*** PROVIDED RECORDS ***

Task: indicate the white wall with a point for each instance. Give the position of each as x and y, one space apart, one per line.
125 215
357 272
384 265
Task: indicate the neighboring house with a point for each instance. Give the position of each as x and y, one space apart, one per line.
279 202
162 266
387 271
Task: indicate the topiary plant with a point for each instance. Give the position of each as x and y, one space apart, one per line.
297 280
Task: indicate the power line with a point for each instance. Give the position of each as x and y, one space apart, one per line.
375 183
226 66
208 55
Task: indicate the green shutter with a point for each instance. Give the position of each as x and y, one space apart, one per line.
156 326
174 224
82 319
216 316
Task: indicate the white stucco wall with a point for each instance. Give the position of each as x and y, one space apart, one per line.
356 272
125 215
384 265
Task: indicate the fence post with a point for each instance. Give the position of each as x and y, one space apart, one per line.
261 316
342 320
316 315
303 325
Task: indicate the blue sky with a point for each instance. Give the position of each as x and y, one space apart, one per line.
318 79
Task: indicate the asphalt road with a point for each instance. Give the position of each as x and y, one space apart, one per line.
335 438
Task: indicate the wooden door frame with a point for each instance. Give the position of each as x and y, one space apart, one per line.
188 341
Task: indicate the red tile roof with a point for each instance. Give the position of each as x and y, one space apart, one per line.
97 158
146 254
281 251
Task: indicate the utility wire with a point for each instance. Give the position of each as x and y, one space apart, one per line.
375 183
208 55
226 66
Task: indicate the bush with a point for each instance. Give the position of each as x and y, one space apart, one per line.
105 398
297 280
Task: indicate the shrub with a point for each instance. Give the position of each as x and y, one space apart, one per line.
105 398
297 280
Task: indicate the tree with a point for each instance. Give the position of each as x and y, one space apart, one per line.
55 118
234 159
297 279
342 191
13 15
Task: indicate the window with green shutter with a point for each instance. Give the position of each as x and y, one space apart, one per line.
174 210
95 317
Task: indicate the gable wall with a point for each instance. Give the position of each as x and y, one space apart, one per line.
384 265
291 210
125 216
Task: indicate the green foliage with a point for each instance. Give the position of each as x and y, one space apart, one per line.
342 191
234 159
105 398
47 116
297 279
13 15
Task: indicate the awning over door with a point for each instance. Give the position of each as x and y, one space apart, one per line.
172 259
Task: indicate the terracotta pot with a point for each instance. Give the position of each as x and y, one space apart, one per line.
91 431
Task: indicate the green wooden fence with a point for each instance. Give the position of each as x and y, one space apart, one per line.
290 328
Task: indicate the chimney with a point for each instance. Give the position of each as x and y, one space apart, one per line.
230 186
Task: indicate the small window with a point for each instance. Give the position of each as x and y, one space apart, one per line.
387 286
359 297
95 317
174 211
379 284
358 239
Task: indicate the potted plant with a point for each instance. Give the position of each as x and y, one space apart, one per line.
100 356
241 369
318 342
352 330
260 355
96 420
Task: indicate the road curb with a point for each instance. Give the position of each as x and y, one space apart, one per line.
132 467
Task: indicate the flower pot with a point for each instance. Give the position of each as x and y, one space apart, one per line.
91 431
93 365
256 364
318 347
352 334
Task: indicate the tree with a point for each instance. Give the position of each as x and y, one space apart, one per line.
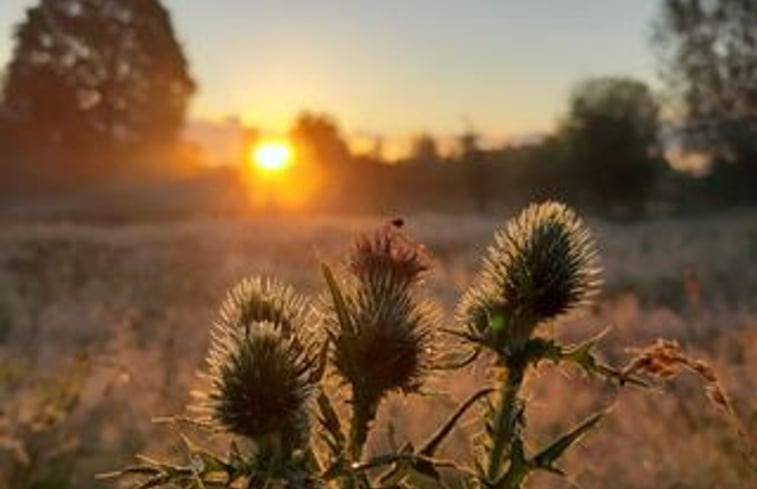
424 149
709 58
318 139
93 73
611 133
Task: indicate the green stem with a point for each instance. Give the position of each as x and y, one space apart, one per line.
363 414
505 421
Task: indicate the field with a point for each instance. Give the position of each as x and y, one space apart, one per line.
103 327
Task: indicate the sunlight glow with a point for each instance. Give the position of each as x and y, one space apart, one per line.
272 155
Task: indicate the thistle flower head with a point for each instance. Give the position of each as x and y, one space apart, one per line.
389 254
541 265
261 366
256 300
386 345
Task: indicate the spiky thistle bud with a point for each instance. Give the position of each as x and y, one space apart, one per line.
541 265
261 366
386 346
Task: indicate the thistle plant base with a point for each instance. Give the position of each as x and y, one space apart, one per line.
374 333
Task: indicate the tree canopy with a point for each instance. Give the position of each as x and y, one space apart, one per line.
709 59
611 132
97 73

*** End of PROVIDED RECORDS ***

__TASK GOAL__: Send back every record exactly as it stands, except the pictures.

__RESPONSE TO THIS EXERCISE__:
Task: indicate the white wall with a point for each instance. Give the position of each as x and y, one space apart, one per line.
125 215
357 272
384 265
Task: indicate the neighboring house with a point for each instance. Give the position of each as x and y, one space apart, one per line.
279 202
162 266
387 271
Task: indicate the topiary plant with a point for each instance. Give the position of each as x and y, one space apart, one per line.
297 280
Task: indicate the power line with a point for each instance. Give the position of each as x and y, one space apart, one per line.
375 183
226 66
208 55
Task: indicate the green shutter with a point for each instance. Give the position of each as x and y, one space apart, one per line.
156 326
174 224
82 319
216 316
Task: indicate the white stucco wall with a point for each instance. Give the position of each as x and y, one space apart, one per line.
356 272
125 215
384 265
Task: indicate the fence post with a point for each instance. Give the position of each as x and y, one space apart, one per line.
261 316
342 320
316 315
303 325
Task: indicate the blue sky with a point for each instance. Give the position of each as x and y, one space apart, one per line.
318 79
Task: indicate the asphalt road with a point for each instance. Give the position of each as x and y, one space apart, one per line.
335 438
Task: indicate the wooden door frame with a point for each instance. Give the position of each as x and y, one space apart, one per line.
188 341
Task: indicate the red tile roof with a point for each instance. Give the position of each as x and y, one space apart, one per line.
97 158
146 254
281 251
Task: indicate the utility wire with a point for each instance. Give the position of each as x and y, one space apart, one per line.
375 183
208 55
226 66
Task: indicate the bush with a point for each instance. Give the position of each as x and y, one space apart, one per line.
105 398
297 280
Task: indicate the shrub with a point for each instance. Give the position of each as x and y, one space apart, one per line.
105 398
297 280
Task: indicate the tree with a point for each instance. Give the position of each as x and y, one space apart, one per line.
55 118
234 159
297 279
342 191
13 15
Task: indicate the window with green shutter with a point for each instance. Give the position of each as x and y, one space apart, one per line.
174 210
95 317
Task: indicate the gable wall with a point for each instance. Give the position of each as x and y, one space apart, one per line.
384 265
291 210
125 216
Task: indicate the green foliage with a point for each instance. Give the position of each as x and y, one space apart, one per line.
342 191
234 159
105 398
47 116
297 279
13 15
Task: indicate the awning over door with a point for each instance. Give the position of each as x and y, one space apart, one per line.
172 259
Task: indicate the terracotta pot with a point for each instance. Give the position of each as x and y, one space apart, one per line.
91 431
Task: indicate the green wooden fence with a point for each instance. Give the position of each as x and y, one space apart, one per line.
290 328
Task: indicate the chimney with a point for each instance. Give the position of each as x and y, one space apart, one per line.
230 186
Task: indicate the small window with a point for each instance. Give the position of each as x and y, one space apart, one per line.
387 286
359 297
95 317
174 211
379 284
358 239
Task: indicate the potted plant with a point for each instance. Give the position of each as x and y, one space apart, one per line.
100 356
241 369
318 342
352 330
260 355
96 420
Task: indicate the road curb with a point for each instance. Give the position of each as x and y, one space apart, one per line.
132 467
Task: indicate the flower pot with a point for each instance. Give the position of each as x and y, one space apart, one per line.
91 431
93 365
256 364
318 347
352 334
Task: indicate the tree with a point for each instance. Give the position of each as x and y, one space apart, one per line.
424 149
709 58
318 139
93 73
611 133
Task: indicate the green stem with a point for each instance. Give the position of each as x and y, one space apart, one per line.
363 414
505 421
Task: indicate the field with a point for each instance. Give the position of each as x and y, one space apart, one per line.
103 327
Task: indicate the sunlight glow with a point for each instance. Give the position of each as x and y, one space apart, one per line.
272 155
Task: indicate the thistle flower head with a point for each instance. Give the position of each as x and y, one space apart, one per line.
389 254
541 265
261 366
256 300
386 345
Task: indicate the spiky thistle bud with a point for each instance. Give the position of each as x and y, one space apart, one per line.
541 265
261 366
386 346
Task: indicate the thistle plant base with a point for each instance. Give the position of each as x and y, one space apart, one per line.
374 333
Task: indicate the tree canopy with a point for each instance. Give the position of each as x and y, one space apart, one per line.
709 59
611 132
97 73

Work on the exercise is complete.